▶ _WHAT THE TASK REQUIRES_
Provide an exact repetition of every entry, with no word altered.

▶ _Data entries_
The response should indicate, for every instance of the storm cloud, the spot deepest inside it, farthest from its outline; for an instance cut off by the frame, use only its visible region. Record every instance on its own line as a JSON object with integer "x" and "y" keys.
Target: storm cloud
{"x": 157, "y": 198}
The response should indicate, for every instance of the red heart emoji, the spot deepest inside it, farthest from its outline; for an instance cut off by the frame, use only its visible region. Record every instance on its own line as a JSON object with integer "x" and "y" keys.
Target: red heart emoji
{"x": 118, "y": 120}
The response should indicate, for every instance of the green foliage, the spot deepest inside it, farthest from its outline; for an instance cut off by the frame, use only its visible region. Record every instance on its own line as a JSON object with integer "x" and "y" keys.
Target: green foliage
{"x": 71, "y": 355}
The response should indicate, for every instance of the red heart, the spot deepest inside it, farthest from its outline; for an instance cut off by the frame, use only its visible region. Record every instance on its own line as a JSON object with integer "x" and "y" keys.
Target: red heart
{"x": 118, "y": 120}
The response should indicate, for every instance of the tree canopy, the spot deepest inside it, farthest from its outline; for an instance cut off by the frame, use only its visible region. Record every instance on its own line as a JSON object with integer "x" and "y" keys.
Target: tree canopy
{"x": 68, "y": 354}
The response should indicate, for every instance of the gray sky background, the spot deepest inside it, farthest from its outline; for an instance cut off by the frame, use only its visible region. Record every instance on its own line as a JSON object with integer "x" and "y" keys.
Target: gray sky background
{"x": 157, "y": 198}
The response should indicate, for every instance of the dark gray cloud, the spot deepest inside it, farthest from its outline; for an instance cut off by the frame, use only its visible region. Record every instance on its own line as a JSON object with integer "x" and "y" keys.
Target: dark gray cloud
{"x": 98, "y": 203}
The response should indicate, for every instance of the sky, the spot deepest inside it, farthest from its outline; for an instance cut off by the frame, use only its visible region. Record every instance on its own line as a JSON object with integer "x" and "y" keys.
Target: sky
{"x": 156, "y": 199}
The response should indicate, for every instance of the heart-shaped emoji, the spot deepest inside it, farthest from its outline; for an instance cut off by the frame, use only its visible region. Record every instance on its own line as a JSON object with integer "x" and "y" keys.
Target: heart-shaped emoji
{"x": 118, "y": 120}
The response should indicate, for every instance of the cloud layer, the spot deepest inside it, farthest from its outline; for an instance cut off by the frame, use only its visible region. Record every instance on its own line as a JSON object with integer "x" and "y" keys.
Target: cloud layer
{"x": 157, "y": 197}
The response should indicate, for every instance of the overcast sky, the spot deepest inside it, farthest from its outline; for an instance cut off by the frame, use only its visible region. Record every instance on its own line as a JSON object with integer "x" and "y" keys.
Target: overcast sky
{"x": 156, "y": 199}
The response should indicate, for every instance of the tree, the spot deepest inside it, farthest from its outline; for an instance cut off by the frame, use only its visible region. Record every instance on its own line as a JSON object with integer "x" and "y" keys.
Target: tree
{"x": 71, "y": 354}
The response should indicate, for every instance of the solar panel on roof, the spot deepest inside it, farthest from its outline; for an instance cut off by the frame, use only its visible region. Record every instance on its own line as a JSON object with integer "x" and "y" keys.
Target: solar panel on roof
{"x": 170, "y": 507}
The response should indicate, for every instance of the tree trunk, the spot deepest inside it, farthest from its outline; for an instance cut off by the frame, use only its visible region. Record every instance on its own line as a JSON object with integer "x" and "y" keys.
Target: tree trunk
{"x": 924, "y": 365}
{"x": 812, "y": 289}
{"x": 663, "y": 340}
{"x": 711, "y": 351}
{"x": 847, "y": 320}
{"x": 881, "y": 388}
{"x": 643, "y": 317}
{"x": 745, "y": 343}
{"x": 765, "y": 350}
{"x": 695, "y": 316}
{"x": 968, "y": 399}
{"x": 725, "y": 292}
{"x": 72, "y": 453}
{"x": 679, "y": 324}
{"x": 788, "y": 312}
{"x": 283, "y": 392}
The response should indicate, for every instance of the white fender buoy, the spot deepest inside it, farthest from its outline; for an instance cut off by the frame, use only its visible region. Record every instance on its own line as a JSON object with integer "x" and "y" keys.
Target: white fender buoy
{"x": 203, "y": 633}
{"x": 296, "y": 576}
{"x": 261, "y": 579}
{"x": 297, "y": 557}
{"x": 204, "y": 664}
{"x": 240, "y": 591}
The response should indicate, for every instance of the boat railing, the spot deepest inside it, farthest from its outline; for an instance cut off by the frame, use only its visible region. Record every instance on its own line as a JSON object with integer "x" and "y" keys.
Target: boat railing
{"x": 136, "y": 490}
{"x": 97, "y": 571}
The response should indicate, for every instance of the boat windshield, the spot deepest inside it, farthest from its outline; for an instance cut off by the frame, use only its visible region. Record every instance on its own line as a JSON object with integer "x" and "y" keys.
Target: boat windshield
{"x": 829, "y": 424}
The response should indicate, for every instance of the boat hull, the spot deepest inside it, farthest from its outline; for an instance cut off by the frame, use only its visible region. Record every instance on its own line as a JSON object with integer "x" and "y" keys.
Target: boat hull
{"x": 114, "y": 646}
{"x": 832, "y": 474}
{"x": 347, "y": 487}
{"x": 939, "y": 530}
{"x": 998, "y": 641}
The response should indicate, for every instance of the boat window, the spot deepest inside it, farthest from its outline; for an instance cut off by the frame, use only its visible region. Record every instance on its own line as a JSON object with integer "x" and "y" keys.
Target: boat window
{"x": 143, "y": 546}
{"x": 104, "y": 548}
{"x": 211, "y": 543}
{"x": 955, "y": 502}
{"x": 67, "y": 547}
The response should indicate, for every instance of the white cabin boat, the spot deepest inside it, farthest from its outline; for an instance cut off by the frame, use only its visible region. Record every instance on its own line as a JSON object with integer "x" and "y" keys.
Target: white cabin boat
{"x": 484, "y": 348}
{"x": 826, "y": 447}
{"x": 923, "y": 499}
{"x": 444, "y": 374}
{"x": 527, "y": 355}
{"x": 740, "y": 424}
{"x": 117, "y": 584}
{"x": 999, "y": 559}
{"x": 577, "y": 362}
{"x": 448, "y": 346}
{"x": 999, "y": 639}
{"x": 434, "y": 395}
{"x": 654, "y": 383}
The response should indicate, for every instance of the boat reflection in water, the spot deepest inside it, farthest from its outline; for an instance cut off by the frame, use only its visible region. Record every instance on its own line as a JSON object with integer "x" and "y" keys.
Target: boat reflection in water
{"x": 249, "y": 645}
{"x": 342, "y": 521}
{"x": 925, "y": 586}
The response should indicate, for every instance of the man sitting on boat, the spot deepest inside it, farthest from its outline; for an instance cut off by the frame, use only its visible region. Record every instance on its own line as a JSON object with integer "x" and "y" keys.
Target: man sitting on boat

▶ _RESULT BELOW_
The response should indicate, for every instance of the storm cloud, the spot deepest inside it, farthest from its outline; for an instance cut off by the frame, use only its visible region. Record every instance on its own line as a JSON object with integer "x" and "y" keys.
Target: storm cloud
{"x": 157, "y": 198}
The response should indicate, for every instance of the red heart emoji, the spot deepest inside it, farthest from its outline; for an instance cut off by the frame, use only its visible region. Record every instance on its own line as a JSON object with integer "x" and "y" keys.
Target: red heart emoji
{"x": 118, "y": 120}
The response should indicate, for every instance of the green foliage, the spot deepest inside it, farthest from its outline; for an instance cut off by the frame, use only its visible region. Record every instance on its own line as a JSON object with integer "x" and "y" keys.
Target: green foliage
{"x": 71, "y": 355}
The response should indicate, for every instance of the red heart, the spot deepest inside it, farthest from its outline; for an instance cut off by the frame, use only its visible region. Record every instance on its own line as a JSON object with integer "x" and "y" keys.
Target: red heart
{"x": 118, "y": 120}
The response should indicate, for every instance of the tree canopy, the spot deepest inside it, farthest from its outline; for an instance cut off by the frame, use only its visible region. Record every instance on its own line as a JSON object with integer "x" and "y" keys.
Target: tree canopy
{"x": 68, "y": 354}
The response should indicate, for every instance of the gray sky background, the spot deepest inside it, farthest from its outline; for an instance cut off by the frame, use only its visible region. Record every instance on its own line as a JSON object with integer "x" and "y" keys.
Target: gray sky background
{"x": 157, "y": 198}
The response should indicate, for every instance of the dark gray cloud, the spot deepest inside it, farthest from its outline; for an instance cut off by the frame, use only its visible region. Record every instance on its own line as a JSON object with integer "x" and "y" keys.
Target: dark gray cloud
{"x": 98, "y": 203}
The response should indicate, for every instance of the sky, the spot deepest inside it, farthest from its outline; for an instance cut off by the frame, use only its visible region. Record every instance on its own line as a JSON object with integer "x" and "y" keys.
Target: sky
{"x": 156, "y": 199}
The response should indicate, for every instance of the heart-shaped emoji, the spot deepest inside it, farthest from its outline; for an instance cut off by the frame, use only its visible region. Record every instance on its own line as a JSON object with integer "x" and "y" keys.
Target: heart-shaped emoji
{"x": 118, "y": 120}
The response should indicate, for every instance of the cloud layer, the spot deepest inside it, farthest from its outline; for an instance cut off by the frame, use only its visible region. Record every instance on its own line as a JSON object with integer "x" and "y" keys.
Target: cloud layer
{"x": 157, "y": 197}
The response should indicate, for every instance of the overcast sky, the spot deepest inside it, farthest from its outline; for an instance cut off by the frame, use only its visible region. Record every instance on its own line as a JSON object with integer "x" and "y" keys.
Target: overcast sky
{"x": 156, "y": 199}
The response should indicate, for every instance of the tree, the spot deepest inside it, farthest from its outline; for an instance cut off by the frame, use only its visible region. Record every instance on its own line as a JSON object with integer "x" and "y" keys.
Target: tree
{"x": 71, "y": 354}
The response should indicate, for every instance of the solar panel on roof, the spot deepest inside it, farthest from its outline; for an instance cut off by the frame, use only its visible region. Record every instance on its own line as a JSON object with integer "x" and "y" keys.
Target: solar panel on roof
{"x": 170, "y": 507}
The response should indicate, for every instance of the tree trunk, the spot deepest inside it, farthest from its outline; for an instance cut off by the frame, use only its visible region. Record every instance on its own line as a JSON object with integer "x" and "y" keys.
Target: tree trunk
{"x": 924, "y": 365}
{"x": 812, "y": 289}
{"x": 663, "y": 340}
{"x": 711, "y": 351}
{"x": 847, "y": 320}
{"x": 881, "y": 388}
{"x": 643, "y": 317}
{"x": 745, "y": 343}
{"x": 765, "y": 350}
{"x": 695, "y": 316}
{"x": 968, "y": 399}
{"x": 725, "y": 292}
{"x": 72, "y": 453}
{"x": 679, "y": 324}
{"x": 788, "y": 312}
{"x": 283, "y": 392}
The response should indicate, for every instance of the white fender buoy, the spot deepest inside it, farthest from its outline; for an instance cut off by the frame, use only its visible region. Record every instance on its own line as a JSON object with integer "x" and "y" keys.
Target: white fender buoy
{"x": 203, "y": 633}
{"x": 296, "y": 576}
{"x": 261, "y": 579}
{"x": 297, "y": 557}
{"x": 204, "y": 664}
{"x": 240, "y": 591}
The response should indicate, for every instance of the boat railing, the spot deepest inside it, farthest from its outline; for an instance cut off by the frame, use only its visible region. Record every instance on its own line as a JSON object with integer "x" and "y" keys.
Target: boat railing
{"x": 136, "y": 490}
{"x": 97, "y": 571}
The response should indicate, for every instance of the boat windshield, the spot deepest inside it, farthest from its outline; for an instance cut off by the frame, use only its visible region. Record every instance on its own line as a JSON object with integer "x" and "y" keys.
Target: boat windshield
{"x": 829, "y": 424}
The response should indicate, for every instance of the boat hull, the spot deepest inside it, farthest from its outline; for an instance cut off by the frame, use only its visible region. Record every instance on its own line as a JSON object with integer "x" and "y" keys.
Target: boat hull
{"x": 114, "y": 646}
{"x": 832, "y": 474}
{"x": 347, "y": 487}
{"x": 939, "y": 530}
{"x": 998, "y": 641}
The response should indicate, for every instance of the boat window, the spot deepest inside it, farthest from its outline; for an instance cut off by the frame, use only its visible region. Record every instance on its own line as a JSON object with integer "x" and "y" keys.
Target: boat window
{"x": 143, "y": 546}
{"x": 104, "y": 548}
{"x": 211, "y": 543}
{"x": 955, "y": 502}
{"x": 67, "y": 547}
The response should indicate, for every instance of the white cabin boat, the spot deepest inside it, farthest from its outline; for an instance cut off by the frame, use only its visible region. Record every instance on its own line as a JSON object with integer "x" and "y" keys.
Target: white cabin boat
{"x": 484, "y": 348}
{"x": 826, "y": 447}
{"x": 923, "y": 499}
{"x": 444, "y": 374}
{"x": 527, "y": 355}
{"x": 740, "y": 424}
{"x": 117, "y": 584}
{"x": 999, "y": 559}
{"x": 577, "y": 362}
{"x": 448, "y": 346}
{"x": 999, "y": 639}
{"x": 434, "y": 395}
{"x": 654, "y": 383}
The response should indicate, for every instance of the boat reflection in water, the spot deepest inside it, farthest from its outline; for an instance cut off by the frame, use only its visible region. Record every instance on its own line as a JSON object with integer "x" and "y" keys.
Target: boat reflection in water
{"x": 249, "y": 645}
{"x": 342, "y": 521}
{"x": 925, "y": 586}
The response should indicate, for every instance of the man sitting on boat, the spot deepest inside it, farthest from its outline; for an instance cut off by the frame, use only its visible region. Record every instance on its own line as a JSON object with integer "x" and "y" keys.
Target: man sitting on boat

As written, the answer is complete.